READING TEXT.

A protester gestures as he marches during an anti-China protest in Vietnam's southern Ho Chi Minh city, May 18, 2014.

A protester gestures as he marches during an anti-China protest in Vietnam's southern Ho Chi Minh city, May 18, 2014.

Cambodia could benefit economically from anti-Chinese protests in Vietnam, experts say.

Some 1,500 Chinese have fled Vietnam in the past week, following demonstrations by protesters angered by Chinese oil exploration in the contentious South China Sea.

At least 15 factories in Vietnam were attacked.

It has not hurt trade relations with either country, but it could mean more Chinese investment, Ken Ratha, a spokesman for the Ministry of Commerce, said. “Especially those who have already invested in Vietnam.”

Cheng Hong Bo, a spokesman for the Chinese Embassy, said some investors who fled the country could stay in Cambodia, but he also said some have already returned to Vietnam.

Cambodia’s history is deeply intertwined with both nations, including during the Khmer Rouge period, when Cambodian communists received help from both at different times.

Today, both are major trade partners, while China is a major provider of aid, second only to Japan.

Trade between Cambodia and Vietnam reached $3.43 billion in 2013. Between Cambodia and China, that figure was about $3 billion.

Vietnamese tourists ranked first in 2013, with 850,000, followed by Chinese, at 460,000.

“Tourism from China has not been affected yet, as they travel by air, as do tourists from Vietnam,” Tourism Minister Thong Khon said. “But we are closely observing whether tourists who transit through Vietnam are declining.”

Politically, both communist countries retain close ties to Cambodia, at a critical time, when the current government is under pressure from the opposition and the West to continue democratic reforms.

[Records from a data source]
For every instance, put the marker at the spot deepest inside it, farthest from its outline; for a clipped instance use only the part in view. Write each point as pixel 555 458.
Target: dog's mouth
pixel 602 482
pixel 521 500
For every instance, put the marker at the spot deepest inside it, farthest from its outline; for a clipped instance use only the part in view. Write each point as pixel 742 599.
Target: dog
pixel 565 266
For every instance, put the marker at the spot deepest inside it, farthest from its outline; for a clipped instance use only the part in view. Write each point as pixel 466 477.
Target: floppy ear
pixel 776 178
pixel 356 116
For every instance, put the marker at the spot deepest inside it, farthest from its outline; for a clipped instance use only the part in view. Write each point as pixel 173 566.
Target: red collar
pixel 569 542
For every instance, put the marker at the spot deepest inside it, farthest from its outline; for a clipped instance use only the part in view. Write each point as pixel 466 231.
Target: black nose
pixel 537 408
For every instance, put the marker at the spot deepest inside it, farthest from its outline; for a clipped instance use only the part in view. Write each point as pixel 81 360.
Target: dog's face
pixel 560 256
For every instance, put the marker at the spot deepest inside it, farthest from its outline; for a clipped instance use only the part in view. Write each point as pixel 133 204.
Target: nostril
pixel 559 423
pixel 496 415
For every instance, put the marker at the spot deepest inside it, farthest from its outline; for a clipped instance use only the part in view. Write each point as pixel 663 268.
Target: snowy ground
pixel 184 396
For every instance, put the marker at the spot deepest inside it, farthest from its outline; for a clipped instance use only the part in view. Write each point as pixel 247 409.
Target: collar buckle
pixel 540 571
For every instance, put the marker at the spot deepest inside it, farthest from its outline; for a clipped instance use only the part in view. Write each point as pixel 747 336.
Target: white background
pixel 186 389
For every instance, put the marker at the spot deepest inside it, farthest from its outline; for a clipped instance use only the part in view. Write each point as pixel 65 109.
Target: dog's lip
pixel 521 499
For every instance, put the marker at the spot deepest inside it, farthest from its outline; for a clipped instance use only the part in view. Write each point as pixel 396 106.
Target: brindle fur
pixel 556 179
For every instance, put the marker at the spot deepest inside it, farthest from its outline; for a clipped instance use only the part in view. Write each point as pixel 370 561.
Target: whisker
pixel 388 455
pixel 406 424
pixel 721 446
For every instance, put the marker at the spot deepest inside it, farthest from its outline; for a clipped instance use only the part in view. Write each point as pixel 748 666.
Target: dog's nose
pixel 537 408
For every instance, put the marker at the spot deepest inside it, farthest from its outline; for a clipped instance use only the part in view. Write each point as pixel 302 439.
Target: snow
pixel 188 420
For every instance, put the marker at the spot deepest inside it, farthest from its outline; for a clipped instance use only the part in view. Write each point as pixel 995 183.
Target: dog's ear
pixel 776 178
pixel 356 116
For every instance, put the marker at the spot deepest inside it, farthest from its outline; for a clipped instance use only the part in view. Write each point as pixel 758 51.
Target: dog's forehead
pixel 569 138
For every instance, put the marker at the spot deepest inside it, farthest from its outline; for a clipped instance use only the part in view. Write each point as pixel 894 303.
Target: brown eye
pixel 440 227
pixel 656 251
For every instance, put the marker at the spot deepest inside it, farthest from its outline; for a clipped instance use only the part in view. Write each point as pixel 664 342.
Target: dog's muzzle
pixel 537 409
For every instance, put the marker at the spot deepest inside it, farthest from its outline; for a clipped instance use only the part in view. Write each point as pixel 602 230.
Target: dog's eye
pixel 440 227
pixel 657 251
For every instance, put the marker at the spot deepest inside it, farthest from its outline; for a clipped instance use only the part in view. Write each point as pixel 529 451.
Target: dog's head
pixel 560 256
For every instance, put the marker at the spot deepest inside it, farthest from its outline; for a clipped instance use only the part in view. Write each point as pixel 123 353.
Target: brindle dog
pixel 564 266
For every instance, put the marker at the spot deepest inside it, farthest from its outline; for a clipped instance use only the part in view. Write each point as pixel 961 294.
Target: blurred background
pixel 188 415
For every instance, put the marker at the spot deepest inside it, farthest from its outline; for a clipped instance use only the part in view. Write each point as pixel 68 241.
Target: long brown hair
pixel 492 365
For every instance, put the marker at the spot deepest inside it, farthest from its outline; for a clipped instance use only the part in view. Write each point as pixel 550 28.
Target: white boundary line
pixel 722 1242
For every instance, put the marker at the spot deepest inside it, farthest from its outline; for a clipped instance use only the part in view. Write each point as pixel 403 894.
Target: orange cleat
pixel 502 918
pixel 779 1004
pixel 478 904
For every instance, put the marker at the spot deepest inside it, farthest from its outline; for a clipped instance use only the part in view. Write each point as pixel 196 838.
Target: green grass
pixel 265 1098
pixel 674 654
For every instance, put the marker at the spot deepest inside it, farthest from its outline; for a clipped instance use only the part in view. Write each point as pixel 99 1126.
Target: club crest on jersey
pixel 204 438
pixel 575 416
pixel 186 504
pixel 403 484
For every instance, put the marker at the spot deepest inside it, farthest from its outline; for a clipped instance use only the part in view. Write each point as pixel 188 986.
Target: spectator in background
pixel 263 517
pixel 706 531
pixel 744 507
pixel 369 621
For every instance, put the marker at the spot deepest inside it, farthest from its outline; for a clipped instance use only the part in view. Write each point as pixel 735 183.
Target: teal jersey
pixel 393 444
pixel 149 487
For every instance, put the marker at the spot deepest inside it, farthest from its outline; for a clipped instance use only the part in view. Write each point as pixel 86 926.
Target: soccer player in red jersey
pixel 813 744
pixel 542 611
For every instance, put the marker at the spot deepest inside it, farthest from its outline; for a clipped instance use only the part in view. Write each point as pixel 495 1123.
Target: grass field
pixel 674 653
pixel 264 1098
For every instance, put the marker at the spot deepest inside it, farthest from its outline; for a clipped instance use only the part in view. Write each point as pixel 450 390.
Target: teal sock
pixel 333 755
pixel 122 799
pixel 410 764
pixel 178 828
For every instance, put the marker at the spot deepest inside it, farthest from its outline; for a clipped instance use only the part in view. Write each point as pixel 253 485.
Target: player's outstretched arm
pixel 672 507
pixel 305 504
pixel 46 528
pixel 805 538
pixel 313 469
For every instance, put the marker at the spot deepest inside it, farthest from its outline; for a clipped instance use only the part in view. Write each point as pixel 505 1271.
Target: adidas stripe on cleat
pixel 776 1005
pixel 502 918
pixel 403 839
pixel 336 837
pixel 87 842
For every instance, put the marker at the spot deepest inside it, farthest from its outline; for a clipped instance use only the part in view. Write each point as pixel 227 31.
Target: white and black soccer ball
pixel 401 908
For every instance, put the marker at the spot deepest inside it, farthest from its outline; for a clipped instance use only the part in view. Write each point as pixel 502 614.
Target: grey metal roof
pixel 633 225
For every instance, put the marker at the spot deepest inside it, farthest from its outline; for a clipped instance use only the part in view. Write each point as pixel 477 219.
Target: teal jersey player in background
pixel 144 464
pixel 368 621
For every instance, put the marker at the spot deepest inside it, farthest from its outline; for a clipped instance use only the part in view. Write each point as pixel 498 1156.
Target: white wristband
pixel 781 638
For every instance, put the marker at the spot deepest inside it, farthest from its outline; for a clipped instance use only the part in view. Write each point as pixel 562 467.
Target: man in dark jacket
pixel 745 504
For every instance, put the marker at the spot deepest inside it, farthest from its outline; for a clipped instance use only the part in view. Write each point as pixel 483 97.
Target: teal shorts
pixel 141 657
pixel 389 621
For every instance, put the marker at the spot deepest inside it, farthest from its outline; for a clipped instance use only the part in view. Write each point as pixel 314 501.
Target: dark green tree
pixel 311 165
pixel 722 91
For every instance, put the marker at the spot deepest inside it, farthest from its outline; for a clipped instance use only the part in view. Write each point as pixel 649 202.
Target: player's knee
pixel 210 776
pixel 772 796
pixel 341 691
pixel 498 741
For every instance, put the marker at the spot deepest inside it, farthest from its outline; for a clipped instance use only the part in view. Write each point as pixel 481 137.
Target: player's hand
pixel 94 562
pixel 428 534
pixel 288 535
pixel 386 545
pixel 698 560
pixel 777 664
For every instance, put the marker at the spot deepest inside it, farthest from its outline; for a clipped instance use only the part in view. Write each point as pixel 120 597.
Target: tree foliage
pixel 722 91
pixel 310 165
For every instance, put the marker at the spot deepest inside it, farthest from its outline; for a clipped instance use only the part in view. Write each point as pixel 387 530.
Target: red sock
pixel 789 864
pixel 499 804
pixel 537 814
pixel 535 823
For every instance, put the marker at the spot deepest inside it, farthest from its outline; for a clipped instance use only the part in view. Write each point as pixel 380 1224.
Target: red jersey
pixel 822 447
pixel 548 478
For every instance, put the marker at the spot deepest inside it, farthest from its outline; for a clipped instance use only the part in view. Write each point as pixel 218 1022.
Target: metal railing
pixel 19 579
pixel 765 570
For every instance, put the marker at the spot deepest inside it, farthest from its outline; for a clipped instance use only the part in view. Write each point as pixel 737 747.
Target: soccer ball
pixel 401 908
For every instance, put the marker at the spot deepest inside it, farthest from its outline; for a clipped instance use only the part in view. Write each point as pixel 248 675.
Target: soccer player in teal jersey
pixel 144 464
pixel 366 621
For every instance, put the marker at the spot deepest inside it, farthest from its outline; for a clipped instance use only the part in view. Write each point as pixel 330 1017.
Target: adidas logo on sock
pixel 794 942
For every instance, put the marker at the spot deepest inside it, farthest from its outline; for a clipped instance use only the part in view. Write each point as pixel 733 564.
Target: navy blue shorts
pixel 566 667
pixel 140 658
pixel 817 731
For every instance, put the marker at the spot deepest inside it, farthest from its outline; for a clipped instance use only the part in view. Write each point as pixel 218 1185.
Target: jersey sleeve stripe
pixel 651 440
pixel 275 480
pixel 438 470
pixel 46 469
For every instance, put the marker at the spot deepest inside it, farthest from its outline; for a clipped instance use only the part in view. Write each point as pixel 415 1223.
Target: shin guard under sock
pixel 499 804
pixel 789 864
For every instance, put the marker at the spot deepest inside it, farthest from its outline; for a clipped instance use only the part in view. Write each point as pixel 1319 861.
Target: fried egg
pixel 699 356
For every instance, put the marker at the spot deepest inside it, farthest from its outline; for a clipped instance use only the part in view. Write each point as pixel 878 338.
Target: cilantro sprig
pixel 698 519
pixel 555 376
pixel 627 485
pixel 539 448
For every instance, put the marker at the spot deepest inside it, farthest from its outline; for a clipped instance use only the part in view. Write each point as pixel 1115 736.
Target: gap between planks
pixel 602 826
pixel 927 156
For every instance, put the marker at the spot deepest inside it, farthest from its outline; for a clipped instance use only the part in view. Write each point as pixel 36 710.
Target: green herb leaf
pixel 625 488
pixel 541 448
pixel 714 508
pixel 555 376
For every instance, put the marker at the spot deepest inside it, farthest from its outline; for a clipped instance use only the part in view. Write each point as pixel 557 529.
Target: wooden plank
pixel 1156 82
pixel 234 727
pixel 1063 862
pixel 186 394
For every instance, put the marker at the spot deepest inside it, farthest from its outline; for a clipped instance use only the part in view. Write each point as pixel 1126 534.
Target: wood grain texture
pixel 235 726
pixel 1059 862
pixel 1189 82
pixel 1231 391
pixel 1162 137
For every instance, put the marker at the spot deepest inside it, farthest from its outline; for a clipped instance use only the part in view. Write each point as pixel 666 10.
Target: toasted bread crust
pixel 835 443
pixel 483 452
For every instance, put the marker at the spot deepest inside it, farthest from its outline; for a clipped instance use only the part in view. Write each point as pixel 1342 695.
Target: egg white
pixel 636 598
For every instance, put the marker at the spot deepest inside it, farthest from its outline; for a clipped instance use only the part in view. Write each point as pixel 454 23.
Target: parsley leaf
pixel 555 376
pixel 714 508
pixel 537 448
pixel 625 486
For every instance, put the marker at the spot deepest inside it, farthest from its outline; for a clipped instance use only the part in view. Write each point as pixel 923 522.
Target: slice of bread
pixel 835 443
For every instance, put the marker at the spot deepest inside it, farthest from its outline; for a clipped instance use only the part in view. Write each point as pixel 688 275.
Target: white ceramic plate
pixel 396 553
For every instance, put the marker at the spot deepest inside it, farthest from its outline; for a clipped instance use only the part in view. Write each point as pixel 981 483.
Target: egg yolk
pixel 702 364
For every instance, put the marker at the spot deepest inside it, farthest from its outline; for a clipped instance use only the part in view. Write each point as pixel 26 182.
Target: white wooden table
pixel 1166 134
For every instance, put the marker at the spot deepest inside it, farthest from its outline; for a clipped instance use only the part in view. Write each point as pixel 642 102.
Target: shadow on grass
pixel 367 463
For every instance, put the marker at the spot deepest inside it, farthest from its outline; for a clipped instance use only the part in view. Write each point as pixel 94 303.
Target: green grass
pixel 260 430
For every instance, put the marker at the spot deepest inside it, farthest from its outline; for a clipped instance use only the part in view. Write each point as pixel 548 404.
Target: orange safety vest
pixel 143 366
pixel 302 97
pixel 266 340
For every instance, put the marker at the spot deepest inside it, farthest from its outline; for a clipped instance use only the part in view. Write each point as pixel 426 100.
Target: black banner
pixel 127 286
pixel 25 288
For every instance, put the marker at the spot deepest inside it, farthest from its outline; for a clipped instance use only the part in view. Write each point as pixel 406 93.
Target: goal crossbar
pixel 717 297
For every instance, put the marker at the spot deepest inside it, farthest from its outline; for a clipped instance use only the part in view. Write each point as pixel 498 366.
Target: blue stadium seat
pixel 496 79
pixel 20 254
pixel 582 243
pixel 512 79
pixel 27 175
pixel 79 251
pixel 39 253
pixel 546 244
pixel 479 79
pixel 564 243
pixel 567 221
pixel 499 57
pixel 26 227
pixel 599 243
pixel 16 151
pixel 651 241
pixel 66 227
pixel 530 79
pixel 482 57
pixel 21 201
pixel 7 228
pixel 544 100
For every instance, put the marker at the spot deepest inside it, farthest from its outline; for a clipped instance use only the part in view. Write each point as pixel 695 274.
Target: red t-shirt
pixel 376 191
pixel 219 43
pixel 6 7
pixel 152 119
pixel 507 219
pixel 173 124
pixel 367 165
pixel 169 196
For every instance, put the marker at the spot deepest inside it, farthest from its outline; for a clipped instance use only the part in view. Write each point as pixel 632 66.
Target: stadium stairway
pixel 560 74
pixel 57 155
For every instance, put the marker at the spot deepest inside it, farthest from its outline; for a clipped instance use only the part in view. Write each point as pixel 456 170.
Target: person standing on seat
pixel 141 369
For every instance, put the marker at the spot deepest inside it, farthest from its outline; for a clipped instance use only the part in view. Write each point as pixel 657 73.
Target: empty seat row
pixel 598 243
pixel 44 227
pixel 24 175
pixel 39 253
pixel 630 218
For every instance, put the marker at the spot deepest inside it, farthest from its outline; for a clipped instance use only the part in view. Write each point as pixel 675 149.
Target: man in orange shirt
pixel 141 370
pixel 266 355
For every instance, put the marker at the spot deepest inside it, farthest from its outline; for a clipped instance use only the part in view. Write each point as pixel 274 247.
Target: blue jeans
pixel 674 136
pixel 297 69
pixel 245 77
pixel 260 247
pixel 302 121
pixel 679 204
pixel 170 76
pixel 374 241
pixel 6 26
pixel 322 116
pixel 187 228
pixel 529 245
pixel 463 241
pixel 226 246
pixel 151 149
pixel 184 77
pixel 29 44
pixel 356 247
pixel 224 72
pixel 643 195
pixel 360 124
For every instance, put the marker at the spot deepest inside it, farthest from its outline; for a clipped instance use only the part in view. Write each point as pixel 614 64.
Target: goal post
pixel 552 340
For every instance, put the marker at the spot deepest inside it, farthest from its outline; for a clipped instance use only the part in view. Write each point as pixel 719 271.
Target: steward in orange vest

WHAT THIS EXERCISE ASKS.
1) Answer each question from the article on the anti-China protests in Vietnam.
(a) About how many Chinese have fled Vietnam in the past week?
(b) What was the value of trade between Cambodia and Vietnam in 2013?
(c) Which country's tourists ranked first in Cambodia in 2013, and how many were there?
2) Reproduce the article on the anti-China protests in Vietnam word for word from "At least 15" to "about $3 billion.".

EXERCISE RESPONSES.
1)
(a) Some 1,500
(b) $3.43 billion
(c) Vietnam, with 850,000

2)
At least 15 factories in Vietnam were attacked.

It has not hurt trade relations with either country, but it could mean more Chinese investment, Ken Ratha, a spokesman for the Ministry of Commerce, said. “Especially those who have already invested in Vietnam.”

Cheng Hong Bo, a spokesman for the Chinese Embassy, said some investors who fled the country could stay in Cambodia, but he also said some have already returned to Vietnam.

Cambodia’s history is deeply intertwined with both nations, including during the Khmer Rouge period, when Cambodian communists received help from both at different times.

Today, both are major trade partners, while China is a major provider of aid, second only to Japan.

Trade between Cambodia and Vietnam reached $3.43 billion in 2013. Between Cambodia and China, that figure was about $3 billion.